Pointing dataset records

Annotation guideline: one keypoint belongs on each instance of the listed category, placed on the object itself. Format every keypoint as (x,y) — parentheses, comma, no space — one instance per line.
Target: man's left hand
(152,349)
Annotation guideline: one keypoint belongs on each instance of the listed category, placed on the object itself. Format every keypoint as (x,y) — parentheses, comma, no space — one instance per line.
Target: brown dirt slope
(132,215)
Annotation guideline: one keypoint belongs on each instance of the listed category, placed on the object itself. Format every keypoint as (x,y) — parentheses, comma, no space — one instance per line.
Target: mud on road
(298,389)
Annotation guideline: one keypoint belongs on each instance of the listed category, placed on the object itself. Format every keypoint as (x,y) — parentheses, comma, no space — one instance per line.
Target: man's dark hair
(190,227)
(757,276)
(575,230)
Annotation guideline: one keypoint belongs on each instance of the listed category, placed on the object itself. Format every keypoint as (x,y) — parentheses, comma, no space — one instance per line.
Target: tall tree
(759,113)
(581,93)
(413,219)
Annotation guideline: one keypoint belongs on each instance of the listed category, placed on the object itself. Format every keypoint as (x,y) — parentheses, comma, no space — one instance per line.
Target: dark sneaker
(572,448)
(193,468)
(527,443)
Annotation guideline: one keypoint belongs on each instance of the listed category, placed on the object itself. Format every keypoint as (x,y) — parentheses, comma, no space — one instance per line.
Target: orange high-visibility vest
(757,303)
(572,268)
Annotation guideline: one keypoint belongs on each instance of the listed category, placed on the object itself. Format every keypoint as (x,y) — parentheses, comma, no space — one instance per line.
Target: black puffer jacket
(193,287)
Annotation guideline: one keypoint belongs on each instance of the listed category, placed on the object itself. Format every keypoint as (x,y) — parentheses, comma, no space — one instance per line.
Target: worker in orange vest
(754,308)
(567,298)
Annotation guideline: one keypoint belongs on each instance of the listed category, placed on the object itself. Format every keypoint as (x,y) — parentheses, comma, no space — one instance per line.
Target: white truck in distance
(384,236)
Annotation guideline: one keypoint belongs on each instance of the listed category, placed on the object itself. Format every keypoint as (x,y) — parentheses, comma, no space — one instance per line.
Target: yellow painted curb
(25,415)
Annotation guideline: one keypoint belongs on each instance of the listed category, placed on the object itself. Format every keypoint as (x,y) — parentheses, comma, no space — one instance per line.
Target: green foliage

> **Task directions**: Print every entry exactly as it appears.

> **The solution**:
Annotation guideline: one keypoint belongs on each instance of the listed category, placed on the object itself. Format every keypoint as (x,y) — parentheses, comma, no space — one instance per line.
Target: man's left hand
(152,349)
Annotation guideline: one keypoint belongs on each instance of the listed category, placed on the object itself. Format every keypoint as (x,y) — parentheses, comma, no space — one instance per line.
Target: brown dirt slope
(132,215)
Annotation guideline: one keypoint belongs on each instance of the listed category, placed on the object itself. Format every keypoint as (x,y) — parentheses, comma, no space — one instance per line.
Target: mud on road
(298,389)
Annotation guideline: one keypoint belongs on each instance of the listed category, placed on the object itself. Format every keypoint as (x,y) — parentheses, comma, no space — one instance per line.
Target: man's dark hair
(190,227)
(757,276)
(575,230)
Annotation guideline: one keypoint belongs on each instance of the listed category, placed on the object itself. Format every keypoint as (x,y) — parentheses, comma, no space — one instance per line.
Target: tall tree
(759,113)
(581,93)
(413,219)
Annotation guideline: one keypoint belongs on each instance of the listed category, placed on the object itself. Format every keypoint as (x,y) — parentheses, comma, no space — one instance per line.
Target: dark sneaker
(572,448)
(193,468)
(527,443)
Annotation guideline: one keypoint belongs on each instance of the listed category, placed on the object itself. Format every keypoint as (x,y) — parentheses, comma, no space — one instance per line.
Target: orange high-visibility vest
(757,303)
(572,268)
Annotation guideline: one keypoint belongs on each instance of the listed category, placed on the object itself. Format every keypoint as (x,y) — parentheses, comma, no space — one instance per line.
Target: black puffer jacket
(193,287)
Annotation guideline: one keypoint belongs on each instance of the listed category, placed on the object itself. Format every keypoint as (x,y) — parentheses, comma, no space — one instance per line.
Target: worker in orange vest
(754,308)
(567,298)
Annotation guideline: one keypoint belongs on each instance of the listed category, placed on the object itself. Format every keypoint as (x,y) — parentheses, comma, no space — one instance per line.
Target: white truck in distance
(384,236)
Annotation guideline: one keypoint belongs on each instance of the listed category, placed on the object itself. Format every keypoint as (x,y) — parentheses, comma, no space — one instance per line.
Target: yellow painted curb
(25,415)
Annotation guideline: one keypoint belongs on each instance of the listed category, placed on the object itself. Format every keypoint as (x,y) — parentheses, comma, no space — one instance per line.
Target: green foliage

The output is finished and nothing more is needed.